= Work request =
The lines to copy run from the one containing "Mark the metal" to the end of the records below; repeat them exactly and include nothing else.

= Dataset items =
=-=-=
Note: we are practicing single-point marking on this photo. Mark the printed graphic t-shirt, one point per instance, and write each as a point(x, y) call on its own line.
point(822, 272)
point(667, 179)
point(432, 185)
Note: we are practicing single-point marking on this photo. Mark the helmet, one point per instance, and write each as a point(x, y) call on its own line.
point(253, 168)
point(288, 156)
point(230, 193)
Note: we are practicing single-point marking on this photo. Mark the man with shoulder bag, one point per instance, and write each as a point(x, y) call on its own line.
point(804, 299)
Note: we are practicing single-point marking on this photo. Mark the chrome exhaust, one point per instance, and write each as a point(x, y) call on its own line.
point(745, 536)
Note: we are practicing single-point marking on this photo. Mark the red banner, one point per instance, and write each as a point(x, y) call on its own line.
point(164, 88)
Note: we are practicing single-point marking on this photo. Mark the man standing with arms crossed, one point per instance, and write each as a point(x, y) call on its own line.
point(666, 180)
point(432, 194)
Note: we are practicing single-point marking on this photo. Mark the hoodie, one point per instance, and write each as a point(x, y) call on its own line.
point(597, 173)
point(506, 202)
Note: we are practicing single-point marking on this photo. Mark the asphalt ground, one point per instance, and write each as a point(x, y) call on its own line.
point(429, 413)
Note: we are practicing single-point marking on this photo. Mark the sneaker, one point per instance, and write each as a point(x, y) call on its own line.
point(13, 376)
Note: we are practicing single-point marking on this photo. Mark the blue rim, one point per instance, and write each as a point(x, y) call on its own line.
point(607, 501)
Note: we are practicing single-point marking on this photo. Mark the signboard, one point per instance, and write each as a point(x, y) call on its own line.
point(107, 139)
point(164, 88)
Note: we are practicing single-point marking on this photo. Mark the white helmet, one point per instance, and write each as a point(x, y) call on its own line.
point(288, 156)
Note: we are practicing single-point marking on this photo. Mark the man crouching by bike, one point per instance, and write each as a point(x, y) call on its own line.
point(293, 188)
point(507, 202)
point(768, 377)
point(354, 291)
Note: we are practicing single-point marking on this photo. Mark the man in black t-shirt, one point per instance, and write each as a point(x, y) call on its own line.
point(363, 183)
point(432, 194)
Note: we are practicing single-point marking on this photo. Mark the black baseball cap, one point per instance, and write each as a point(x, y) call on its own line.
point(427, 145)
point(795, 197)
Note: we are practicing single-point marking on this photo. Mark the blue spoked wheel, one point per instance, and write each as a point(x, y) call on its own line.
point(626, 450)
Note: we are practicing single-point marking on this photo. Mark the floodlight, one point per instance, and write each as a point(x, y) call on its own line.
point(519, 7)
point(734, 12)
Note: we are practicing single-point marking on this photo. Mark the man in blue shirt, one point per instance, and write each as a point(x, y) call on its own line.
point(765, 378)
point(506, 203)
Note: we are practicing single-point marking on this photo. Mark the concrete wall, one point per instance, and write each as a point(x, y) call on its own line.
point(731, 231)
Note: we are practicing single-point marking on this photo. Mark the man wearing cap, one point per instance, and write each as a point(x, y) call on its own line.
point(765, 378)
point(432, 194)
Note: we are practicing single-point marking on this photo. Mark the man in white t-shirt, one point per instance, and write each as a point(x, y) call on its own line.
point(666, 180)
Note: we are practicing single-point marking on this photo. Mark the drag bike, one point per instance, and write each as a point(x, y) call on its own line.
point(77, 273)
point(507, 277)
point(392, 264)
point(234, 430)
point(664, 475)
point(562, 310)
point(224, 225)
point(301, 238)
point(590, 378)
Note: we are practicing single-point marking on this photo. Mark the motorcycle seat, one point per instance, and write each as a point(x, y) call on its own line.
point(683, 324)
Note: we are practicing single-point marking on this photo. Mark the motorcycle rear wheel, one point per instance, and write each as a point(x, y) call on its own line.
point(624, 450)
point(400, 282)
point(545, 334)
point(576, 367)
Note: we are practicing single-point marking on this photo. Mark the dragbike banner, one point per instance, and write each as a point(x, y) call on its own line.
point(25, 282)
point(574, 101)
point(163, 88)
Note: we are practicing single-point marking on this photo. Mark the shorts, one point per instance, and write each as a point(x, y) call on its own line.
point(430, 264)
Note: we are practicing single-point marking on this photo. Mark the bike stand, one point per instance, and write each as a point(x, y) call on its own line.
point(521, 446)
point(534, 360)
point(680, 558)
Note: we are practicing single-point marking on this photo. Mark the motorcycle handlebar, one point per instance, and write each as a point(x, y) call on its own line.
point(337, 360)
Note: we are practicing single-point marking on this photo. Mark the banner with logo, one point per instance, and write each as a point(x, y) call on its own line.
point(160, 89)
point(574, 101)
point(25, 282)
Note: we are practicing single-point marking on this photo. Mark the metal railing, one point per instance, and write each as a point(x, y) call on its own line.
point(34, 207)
=-=-=
= Answer for the task =
Note: we are practicing single-point marking on this photo. Mark the metal railing, one point per instance, and write each as a point(x, y) call on its own line.
point(34, 207)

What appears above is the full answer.